(PASSAGE begins)
Care: art and ethics: an exhibition series 1 entailed the development and presentation of new work by 10 regional Victorian artists/groups for a multi-venue project exploring how different approaches to care can effect positive change in local communities. How do we care for the environment in a time of climate emergency? What insights does caring for the aged and persons with disabilities have for broader politics? How do we care for science at a time of rampant disinformation and distrust? How does a recognition of overlooked care practices change our understandings of history? Such questions are particularly urgent in regional areas that are both at the painful frontline of climate change and home to disproportionately disadvantaged communities facing a care crisis. Not unlike the art foregrounded by Bloom in Climate Change and the New Polar Aesthetics, the works in the Care exhibitions are ‘embodied, situated, and earthbound’, often honouring humble materials through imaginative reuse (Bloom, 2022: 11). They too incorporate ‘justice-attentive aesthetic research practices’ to explore the interweaving of ethical and aesthetic concerns, and to imagine what it means to live in ‘an unstable and contingent, finite world’ (Bloom, 2022: 5).
Along with the privileging of regional artists – an inversion of assumptions about the centrality of the metropoles – the Care exhibition also looked to a distributed model that engaged small community galleries, with the 10 artists showing their work over time and space. This allowed for a more intimate experience, in terms of developing the work often in situ with plenty of time and onsite support, but also from a viewer's perspective. Members of the Care Network provided a readymade supportive audience to ease the often-stressful transition from making to public exhibition, while the partner galleries came onboard having embraced the ethics of the project and mostly offered their services in-kind. The exhibition series rolled out over the COVID-affected years in southeast Australia, which required a particularly responsive approach from all parties.
(PASSAGE ends)
THE TASK |
Reproduce the passage on the Care exhibition series in full, word for word. Rely solely on the passage above and draw on no outside knowledge.
(RECORDED DATA begins)
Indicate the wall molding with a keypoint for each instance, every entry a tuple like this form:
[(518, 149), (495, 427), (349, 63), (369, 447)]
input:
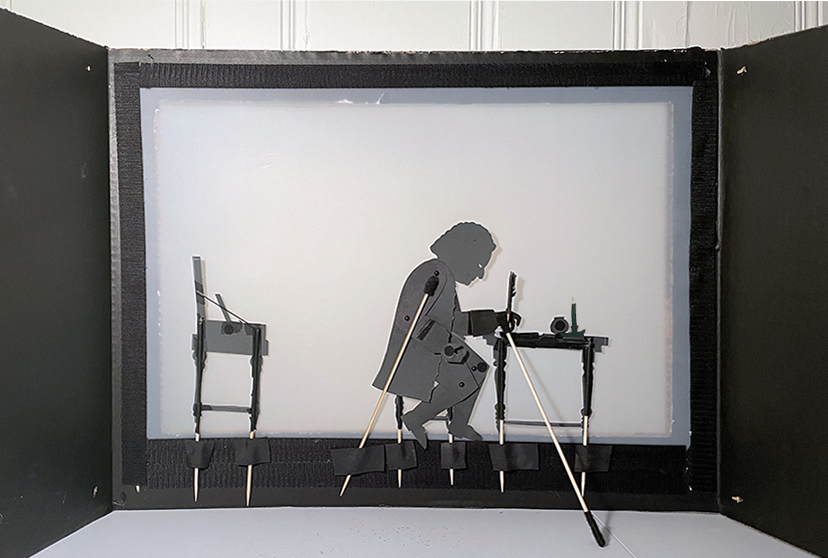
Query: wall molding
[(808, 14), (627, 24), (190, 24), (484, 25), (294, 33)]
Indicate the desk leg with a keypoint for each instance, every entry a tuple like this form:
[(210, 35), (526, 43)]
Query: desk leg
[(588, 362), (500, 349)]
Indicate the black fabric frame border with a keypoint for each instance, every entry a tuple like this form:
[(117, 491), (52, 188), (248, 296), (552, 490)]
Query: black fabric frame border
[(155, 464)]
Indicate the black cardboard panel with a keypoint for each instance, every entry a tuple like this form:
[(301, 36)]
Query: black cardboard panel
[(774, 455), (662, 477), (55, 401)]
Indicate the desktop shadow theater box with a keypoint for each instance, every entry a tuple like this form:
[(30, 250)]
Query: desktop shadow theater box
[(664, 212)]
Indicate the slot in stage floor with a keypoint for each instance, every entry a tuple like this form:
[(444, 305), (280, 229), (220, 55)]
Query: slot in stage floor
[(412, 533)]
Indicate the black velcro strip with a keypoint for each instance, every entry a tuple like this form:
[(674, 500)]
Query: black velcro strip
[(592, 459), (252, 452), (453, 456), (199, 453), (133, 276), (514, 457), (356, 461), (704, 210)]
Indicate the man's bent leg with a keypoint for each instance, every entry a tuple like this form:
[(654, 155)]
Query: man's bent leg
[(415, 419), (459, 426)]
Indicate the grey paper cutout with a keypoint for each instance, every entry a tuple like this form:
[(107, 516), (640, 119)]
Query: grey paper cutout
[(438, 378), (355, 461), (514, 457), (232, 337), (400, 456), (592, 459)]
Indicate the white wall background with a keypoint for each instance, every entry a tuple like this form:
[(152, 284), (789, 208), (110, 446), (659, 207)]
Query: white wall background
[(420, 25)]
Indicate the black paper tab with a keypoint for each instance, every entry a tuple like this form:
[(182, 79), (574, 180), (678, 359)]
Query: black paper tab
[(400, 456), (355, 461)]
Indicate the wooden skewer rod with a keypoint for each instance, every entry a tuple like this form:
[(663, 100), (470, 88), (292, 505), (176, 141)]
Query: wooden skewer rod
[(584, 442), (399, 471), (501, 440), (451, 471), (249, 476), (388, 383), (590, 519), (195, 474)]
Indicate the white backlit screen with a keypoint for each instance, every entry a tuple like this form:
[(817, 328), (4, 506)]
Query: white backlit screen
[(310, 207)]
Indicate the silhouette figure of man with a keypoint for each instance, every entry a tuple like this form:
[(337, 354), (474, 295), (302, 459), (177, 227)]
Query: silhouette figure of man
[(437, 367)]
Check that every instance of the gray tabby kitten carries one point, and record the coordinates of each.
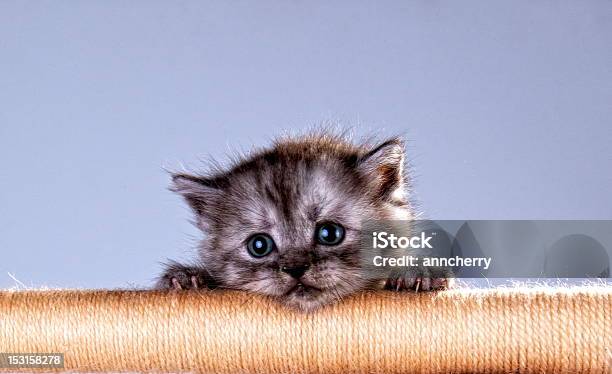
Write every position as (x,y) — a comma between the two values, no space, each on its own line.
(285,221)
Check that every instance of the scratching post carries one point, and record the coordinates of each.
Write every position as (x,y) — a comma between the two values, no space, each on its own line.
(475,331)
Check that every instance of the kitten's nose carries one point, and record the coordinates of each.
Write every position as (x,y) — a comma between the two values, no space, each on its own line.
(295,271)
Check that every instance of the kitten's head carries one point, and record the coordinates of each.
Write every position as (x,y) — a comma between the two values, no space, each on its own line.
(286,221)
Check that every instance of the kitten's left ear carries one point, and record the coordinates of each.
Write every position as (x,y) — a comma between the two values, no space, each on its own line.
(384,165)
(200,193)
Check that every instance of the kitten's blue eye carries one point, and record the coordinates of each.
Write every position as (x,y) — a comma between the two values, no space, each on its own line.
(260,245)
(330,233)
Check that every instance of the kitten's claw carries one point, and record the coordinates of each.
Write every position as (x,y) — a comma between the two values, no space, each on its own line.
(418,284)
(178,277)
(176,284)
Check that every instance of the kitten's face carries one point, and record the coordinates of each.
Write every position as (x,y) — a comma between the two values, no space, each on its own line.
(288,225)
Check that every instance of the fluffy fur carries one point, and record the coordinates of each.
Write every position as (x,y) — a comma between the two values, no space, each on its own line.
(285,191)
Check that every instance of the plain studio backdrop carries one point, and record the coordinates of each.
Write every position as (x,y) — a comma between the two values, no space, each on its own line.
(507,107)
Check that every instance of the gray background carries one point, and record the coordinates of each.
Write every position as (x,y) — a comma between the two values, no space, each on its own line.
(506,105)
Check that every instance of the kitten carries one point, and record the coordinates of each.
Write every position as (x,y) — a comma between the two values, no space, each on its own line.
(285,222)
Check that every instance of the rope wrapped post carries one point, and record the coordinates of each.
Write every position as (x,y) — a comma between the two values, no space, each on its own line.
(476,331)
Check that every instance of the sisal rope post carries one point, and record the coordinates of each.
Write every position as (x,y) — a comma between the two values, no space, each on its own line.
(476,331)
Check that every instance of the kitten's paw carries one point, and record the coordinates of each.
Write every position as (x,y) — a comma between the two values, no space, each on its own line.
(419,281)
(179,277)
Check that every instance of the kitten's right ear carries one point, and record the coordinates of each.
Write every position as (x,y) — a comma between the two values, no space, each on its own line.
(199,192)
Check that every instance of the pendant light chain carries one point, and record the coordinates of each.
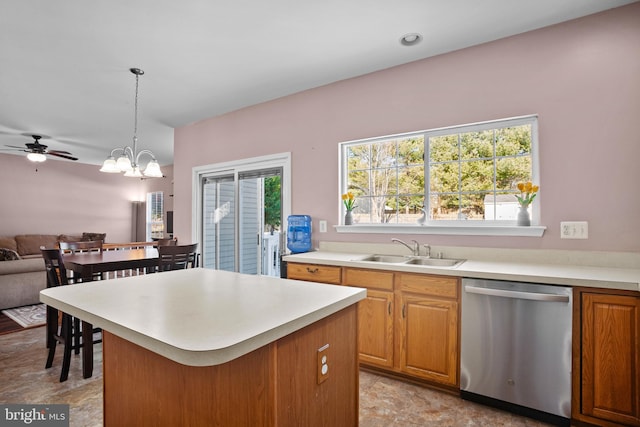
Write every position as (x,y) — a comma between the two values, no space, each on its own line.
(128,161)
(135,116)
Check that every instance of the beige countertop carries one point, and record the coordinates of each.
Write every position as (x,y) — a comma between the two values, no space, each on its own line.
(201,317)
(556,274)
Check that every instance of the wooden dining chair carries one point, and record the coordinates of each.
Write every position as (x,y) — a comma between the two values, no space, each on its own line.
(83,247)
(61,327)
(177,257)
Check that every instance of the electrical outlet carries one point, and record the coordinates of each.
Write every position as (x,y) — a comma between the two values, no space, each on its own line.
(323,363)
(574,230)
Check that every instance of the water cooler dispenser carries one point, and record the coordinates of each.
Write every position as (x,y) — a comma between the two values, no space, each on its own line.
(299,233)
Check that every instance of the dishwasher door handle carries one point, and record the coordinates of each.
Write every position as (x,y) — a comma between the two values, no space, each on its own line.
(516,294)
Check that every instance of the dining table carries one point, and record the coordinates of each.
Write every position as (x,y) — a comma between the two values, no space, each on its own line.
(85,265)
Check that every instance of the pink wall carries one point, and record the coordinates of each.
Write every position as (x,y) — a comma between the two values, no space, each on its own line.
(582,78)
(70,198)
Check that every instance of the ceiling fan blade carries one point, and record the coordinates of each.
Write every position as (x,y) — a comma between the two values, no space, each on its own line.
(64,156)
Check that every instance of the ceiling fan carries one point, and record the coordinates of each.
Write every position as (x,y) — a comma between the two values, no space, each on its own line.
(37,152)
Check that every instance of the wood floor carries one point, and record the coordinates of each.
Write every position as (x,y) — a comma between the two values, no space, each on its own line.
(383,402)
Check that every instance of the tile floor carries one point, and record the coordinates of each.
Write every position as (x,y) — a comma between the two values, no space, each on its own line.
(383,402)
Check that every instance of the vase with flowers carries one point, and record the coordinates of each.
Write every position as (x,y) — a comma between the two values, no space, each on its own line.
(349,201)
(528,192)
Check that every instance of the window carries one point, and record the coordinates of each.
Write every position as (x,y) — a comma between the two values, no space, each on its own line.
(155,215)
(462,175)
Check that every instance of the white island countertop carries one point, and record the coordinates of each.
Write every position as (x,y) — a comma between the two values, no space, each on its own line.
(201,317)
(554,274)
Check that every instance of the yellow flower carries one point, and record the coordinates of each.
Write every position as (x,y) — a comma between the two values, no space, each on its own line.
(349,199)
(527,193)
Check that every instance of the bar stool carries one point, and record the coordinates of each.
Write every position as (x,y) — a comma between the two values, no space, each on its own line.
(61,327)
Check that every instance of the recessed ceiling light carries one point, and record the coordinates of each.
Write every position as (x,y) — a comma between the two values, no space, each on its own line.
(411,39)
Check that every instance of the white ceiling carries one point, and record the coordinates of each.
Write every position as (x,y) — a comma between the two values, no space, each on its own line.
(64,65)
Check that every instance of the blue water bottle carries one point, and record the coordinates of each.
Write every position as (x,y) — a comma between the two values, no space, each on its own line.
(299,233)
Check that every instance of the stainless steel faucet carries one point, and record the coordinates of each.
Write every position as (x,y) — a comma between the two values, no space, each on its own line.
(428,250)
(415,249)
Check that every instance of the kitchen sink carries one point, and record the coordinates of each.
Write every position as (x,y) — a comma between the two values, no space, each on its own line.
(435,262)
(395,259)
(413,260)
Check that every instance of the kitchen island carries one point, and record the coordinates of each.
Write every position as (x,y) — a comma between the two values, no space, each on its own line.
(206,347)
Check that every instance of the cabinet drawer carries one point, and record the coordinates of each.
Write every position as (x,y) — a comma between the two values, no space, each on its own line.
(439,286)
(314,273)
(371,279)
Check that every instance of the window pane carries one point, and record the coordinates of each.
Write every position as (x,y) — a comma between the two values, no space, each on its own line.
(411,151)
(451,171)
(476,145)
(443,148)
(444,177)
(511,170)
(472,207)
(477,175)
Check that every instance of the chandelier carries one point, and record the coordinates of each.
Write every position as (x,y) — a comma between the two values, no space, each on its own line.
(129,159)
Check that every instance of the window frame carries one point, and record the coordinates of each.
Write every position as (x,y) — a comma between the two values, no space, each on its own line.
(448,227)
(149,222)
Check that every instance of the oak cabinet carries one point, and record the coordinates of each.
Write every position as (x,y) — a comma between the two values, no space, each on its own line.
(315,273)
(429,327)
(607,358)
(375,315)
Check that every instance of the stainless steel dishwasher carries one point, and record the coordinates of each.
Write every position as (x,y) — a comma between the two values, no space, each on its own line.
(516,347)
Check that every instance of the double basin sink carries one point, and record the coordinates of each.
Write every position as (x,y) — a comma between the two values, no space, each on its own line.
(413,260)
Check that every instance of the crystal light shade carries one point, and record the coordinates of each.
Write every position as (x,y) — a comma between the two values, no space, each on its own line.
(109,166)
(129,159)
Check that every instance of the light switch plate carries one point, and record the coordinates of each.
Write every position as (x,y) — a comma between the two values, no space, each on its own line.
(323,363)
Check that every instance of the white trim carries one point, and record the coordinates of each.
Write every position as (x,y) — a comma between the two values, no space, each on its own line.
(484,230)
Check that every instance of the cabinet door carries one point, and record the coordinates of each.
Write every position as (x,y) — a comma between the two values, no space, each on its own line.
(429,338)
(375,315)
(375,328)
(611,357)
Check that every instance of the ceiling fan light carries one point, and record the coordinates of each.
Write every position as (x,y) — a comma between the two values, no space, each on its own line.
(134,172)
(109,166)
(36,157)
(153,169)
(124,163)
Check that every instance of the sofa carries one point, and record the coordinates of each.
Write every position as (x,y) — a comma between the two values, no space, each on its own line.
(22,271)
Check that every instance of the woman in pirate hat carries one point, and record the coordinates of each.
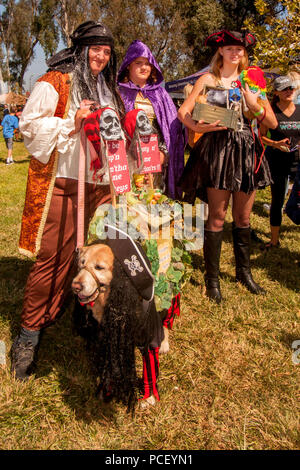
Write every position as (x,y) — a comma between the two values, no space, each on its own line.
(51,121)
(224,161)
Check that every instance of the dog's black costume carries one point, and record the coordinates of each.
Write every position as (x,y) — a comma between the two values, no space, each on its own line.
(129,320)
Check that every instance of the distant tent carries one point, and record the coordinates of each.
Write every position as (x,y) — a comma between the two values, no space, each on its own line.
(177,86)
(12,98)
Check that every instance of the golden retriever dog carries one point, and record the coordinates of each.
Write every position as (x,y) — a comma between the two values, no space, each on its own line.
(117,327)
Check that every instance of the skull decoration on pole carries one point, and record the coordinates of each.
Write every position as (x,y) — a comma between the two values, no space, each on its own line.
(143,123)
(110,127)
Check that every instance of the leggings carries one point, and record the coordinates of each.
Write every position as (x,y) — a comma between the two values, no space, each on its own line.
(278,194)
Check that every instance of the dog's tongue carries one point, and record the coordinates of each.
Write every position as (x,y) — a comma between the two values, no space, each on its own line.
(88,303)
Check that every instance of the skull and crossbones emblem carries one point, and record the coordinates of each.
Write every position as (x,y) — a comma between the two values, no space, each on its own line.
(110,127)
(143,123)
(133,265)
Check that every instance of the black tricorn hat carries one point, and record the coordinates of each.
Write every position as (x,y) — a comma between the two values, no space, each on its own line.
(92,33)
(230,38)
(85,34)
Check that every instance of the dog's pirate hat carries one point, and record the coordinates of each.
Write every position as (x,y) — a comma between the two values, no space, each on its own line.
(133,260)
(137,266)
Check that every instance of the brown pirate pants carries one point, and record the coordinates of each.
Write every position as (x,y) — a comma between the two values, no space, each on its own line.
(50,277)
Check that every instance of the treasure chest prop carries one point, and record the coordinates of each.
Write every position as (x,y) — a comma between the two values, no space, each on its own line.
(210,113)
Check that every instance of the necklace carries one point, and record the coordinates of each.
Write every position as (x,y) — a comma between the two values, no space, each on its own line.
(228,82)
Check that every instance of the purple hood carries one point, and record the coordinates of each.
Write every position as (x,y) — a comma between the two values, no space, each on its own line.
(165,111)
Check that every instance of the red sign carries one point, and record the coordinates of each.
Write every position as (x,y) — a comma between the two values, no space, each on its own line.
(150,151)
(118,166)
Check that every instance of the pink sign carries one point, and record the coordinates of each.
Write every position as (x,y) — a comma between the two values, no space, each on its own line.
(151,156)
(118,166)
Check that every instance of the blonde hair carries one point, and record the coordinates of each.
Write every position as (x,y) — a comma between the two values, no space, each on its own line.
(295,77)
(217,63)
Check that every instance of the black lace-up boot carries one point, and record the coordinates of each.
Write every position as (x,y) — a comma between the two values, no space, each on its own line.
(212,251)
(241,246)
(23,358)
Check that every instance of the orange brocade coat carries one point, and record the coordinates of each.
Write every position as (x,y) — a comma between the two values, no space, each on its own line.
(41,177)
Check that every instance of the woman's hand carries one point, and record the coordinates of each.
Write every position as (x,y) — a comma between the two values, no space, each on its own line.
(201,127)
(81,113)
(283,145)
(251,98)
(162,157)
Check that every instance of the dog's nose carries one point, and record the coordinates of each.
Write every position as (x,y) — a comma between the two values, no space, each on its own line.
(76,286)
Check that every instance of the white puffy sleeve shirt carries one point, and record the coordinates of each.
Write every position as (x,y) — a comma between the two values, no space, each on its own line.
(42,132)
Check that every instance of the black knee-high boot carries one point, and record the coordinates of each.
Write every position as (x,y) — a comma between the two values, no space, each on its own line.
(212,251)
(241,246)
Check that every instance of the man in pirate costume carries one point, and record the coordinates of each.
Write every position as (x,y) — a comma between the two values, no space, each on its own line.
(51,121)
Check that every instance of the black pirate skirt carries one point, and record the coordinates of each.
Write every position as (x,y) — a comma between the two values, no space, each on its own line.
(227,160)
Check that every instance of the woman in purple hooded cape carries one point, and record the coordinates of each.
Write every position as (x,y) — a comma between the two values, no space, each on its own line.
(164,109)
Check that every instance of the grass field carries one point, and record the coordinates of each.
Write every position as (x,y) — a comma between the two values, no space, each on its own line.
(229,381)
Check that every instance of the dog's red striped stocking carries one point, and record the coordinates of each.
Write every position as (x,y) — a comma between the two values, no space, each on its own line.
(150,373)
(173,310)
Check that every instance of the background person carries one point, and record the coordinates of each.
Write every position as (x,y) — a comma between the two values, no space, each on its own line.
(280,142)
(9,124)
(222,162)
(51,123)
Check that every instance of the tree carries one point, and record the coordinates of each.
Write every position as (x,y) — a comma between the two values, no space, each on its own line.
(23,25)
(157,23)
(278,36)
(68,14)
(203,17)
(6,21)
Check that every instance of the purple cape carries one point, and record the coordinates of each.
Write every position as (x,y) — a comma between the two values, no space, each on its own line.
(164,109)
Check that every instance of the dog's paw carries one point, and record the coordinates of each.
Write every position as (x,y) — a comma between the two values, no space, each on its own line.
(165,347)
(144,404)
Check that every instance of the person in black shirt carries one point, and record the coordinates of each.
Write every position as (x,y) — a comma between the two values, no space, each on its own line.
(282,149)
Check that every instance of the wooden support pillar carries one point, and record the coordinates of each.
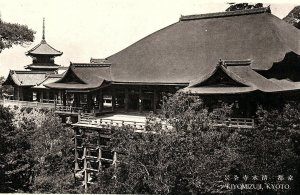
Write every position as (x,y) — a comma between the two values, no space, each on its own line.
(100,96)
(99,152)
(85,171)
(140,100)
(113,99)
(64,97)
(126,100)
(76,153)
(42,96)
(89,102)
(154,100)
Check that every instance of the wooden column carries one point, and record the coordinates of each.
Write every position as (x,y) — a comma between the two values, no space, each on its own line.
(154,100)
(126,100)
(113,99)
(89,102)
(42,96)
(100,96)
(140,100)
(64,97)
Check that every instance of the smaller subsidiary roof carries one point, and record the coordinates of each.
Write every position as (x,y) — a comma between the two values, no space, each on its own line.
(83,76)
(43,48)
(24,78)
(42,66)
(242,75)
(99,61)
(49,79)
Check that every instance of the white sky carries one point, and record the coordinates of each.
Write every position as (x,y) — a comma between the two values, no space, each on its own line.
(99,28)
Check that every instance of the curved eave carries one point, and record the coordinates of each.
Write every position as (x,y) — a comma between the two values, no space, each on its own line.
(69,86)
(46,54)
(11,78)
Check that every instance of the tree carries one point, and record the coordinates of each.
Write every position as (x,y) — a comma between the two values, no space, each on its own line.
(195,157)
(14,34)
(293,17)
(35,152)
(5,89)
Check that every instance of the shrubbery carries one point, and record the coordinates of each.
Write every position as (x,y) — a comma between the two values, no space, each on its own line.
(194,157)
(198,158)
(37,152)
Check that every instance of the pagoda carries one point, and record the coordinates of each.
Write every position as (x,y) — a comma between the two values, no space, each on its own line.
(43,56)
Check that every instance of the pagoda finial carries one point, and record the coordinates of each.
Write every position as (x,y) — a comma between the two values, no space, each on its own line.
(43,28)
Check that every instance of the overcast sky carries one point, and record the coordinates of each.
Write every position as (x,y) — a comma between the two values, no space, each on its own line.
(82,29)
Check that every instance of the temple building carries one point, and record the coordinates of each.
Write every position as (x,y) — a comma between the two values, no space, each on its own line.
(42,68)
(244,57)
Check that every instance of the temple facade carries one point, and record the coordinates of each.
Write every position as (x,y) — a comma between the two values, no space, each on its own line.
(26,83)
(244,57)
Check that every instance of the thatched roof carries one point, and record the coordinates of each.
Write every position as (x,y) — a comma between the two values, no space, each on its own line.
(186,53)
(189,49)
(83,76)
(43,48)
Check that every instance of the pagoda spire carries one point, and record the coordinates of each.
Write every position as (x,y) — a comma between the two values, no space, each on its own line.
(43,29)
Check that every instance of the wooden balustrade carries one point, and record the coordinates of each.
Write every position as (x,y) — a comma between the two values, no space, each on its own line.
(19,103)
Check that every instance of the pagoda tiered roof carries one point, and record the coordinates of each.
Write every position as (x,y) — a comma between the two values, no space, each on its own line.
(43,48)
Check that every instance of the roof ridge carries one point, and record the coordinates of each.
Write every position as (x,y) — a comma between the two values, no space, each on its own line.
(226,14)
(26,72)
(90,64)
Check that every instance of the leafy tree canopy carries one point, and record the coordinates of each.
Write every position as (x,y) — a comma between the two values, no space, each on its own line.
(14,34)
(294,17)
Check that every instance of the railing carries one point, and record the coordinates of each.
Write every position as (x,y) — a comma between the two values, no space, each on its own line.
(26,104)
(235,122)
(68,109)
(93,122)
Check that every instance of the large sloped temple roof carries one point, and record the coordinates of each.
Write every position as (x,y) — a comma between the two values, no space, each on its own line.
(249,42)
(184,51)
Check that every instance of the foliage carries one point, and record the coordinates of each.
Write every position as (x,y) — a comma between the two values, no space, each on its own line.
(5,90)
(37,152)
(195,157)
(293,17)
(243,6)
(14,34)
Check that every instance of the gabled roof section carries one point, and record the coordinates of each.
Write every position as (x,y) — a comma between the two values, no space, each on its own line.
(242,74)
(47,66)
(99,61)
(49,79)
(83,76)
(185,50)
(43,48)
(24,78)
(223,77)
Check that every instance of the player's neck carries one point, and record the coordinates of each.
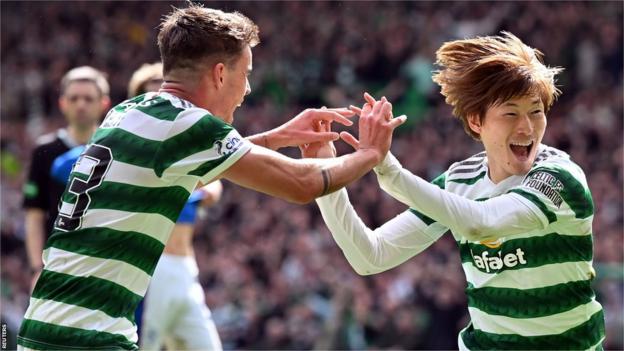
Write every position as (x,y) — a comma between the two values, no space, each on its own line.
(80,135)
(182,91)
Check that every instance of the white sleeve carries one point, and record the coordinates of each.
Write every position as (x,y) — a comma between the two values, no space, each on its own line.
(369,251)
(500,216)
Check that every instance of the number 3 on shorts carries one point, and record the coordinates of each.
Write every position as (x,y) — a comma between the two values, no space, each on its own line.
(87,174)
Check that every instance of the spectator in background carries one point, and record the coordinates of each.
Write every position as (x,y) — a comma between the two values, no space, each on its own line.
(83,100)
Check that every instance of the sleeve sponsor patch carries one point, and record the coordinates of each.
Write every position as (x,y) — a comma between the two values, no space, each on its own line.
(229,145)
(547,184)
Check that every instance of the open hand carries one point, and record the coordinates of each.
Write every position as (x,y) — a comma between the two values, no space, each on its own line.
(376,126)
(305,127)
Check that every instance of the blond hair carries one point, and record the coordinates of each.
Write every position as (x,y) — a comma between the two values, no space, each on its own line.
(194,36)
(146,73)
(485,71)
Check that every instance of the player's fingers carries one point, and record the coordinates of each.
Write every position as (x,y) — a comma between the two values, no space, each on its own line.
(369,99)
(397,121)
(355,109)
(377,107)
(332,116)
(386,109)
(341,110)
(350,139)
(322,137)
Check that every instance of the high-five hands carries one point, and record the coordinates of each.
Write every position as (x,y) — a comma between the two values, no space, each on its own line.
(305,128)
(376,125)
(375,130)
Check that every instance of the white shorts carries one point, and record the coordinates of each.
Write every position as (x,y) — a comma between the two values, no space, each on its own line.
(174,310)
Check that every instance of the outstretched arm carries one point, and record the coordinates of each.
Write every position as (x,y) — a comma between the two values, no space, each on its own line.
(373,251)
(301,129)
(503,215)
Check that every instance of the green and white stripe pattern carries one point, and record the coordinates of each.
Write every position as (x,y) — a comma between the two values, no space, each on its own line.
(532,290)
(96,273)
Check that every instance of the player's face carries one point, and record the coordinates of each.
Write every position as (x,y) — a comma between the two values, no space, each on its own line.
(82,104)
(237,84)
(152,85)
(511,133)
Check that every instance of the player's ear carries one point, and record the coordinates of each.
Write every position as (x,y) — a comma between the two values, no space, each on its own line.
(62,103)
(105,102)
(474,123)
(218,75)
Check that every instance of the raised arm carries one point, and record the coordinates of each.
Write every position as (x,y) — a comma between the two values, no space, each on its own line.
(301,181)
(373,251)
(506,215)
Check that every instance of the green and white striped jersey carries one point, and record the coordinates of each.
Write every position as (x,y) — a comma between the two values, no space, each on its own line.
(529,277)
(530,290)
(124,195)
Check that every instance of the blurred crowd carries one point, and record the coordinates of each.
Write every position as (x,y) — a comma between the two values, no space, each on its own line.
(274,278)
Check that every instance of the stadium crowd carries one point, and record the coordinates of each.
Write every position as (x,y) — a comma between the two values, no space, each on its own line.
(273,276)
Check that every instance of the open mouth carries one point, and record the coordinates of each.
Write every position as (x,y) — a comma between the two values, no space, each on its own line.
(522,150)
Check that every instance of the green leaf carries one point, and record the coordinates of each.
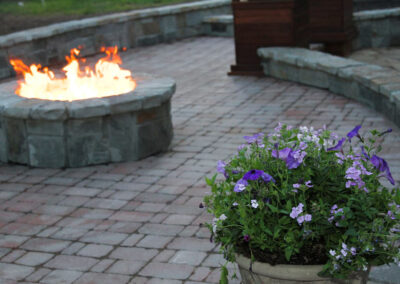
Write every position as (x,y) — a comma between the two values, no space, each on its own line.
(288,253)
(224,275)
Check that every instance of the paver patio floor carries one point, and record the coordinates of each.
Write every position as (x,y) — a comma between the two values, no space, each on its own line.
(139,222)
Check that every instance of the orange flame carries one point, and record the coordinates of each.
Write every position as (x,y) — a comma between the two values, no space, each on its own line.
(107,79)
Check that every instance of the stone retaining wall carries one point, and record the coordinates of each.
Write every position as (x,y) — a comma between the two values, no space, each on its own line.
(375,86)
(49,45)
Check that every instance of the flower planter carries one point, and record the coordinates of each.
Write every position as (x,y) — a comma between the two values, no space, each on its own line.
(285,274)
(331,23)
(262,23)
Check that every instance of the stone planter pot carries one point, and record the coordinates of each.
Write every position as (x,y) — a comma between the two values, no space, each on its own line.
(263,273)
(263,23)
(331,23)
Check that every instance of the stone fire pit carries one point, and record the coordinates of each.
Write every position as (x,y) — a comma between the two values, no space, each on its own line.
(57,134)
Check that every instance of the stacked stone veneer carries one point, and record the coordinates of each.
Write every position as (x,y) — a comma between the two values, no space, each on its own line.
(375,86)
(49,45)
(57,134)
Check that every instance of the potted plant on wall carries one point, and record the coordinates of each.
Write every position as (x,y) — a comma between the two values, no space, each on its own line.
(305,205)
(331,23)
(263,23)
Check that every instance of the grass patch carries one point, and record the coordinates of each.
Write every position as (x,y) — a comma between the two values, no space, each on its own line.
(RECORDED DATA ends)
TASK ANSWER |
Care: art and ethics: an exhibition series 1 entailed the development and presentation of new work by 10 regional Victorian artists/groups for a multi-venue project exploring how different approaches to care can effect positive change in local communities. How do we care for the environment in a time of climate emergency? What insights does caring for the aged and persons with disabilities have for broader politics? How do we care for science at a time of rampant disinformation and distrust? How does a recognition of overlooked care practices change our understandings of history? Such questions are particularly urgent in regional areas that are both at the painful frontline of climate change and home to disproportionately disadvantaged communities facing a care crisis. Not unlike the art foregrounded by Bloom in Climate Change and the New Polar Aesthetics, the works in the Care exhibitions are ‘embodied, situated, and earthbound’, often honouring humble materials through imaginative reuse (Bloom, 2022: 11). They too incorporate ‘justice-attentive aesthetic research practices’ to explore the interweaving of ethical and aesthetic concerns, and to imagine what it means to live in ‘an unstable and contingent, finite world’ (Bloom, 2022: 5).
Along with the privileging of regional artists – an inversion of assumptions about the centrality of the metropoles – the Care exhibition also looked to a distributed model that engaged small community galleries, with the 10 artists showing their work over time and space. This allowed for a more intimate experience, in terms of developing the work often in situ with plenty of time and onsite support, but also from a viewer's perspective. Members of the Care Network provided a readymade supportive audience to ease the often-stressful transition from making to public exhibition, while the partner galleries came onboard having embraced the ethics of the project and mostly offered their services in-kind. The exhibition series rolled out over the COVID-affected years in southeast Australia, which required a particularly responsive approach from all parties.